# 記述課題:
「One point marks each instance of the white marking」を含む行から「One point marks each instance of the horse.」を含む行まで、両端の行も含めてすべてを書き直してください。その際、「muzzle」を「nose」に置き換え、それ以外はいっさい変更しないこと。

# 提供資料:
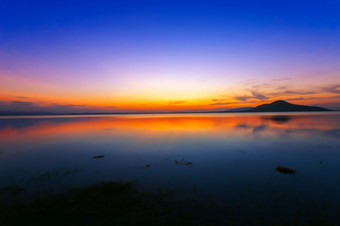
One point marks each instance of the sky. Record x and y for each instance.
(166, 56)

---

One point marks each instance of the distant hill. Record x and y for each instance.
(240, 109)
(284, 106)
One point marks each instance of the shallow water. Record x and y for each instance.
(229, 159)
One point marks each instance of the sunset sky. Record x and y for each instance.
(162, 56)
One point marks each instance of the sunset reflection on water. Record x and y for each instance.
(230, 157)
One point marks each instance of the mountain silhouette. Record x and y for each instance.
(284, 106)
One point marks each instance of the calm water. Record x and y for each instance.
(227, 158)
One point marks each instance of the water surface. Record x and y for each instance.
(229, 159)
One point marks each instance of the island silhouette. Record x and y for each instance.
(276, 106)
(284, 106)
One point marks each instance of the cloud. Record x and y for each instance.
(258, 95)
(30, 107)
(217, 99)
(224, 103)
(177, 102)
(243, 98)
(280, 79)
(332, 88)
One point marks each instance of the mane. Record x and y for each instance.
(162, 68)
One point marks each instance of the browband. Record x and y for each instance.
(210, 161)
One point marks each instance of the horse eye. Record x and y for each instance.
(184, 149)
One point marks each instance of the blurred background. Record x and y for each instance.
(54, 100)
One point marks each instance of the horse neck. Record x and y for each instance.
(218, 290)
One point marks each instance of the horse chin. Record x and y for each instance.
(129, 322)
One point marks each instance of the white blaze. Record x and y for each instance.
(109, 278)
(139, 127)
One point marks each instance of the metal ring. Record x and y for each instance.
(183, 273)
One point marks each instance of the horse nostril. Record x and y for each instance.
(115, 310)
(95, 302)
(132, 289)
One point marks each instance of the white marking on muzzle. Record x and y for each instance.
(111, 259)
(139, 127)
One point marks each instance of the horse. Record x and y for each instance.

* * *

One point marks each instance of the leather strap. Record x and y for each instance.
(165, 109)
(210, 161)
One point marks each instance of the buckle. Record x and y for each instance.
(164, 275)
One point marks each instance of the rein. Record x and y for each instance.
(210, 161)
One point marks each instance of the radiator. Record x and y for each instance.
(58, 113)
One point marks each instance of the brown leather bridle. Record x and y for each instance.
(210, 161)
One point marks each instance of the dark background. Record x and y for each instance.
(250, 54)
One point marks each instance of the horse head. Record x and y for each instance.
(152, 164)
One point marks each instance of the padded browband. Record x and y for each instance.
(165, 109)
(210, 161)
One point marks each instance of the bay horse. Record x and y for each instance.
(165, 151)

# 課題の解答:
One point marks each instance of the white marking on nose. Record x and y for each instance.
(111, 259)
(139, 127)
One point marks each instance of the horse. Record x and y for each instance.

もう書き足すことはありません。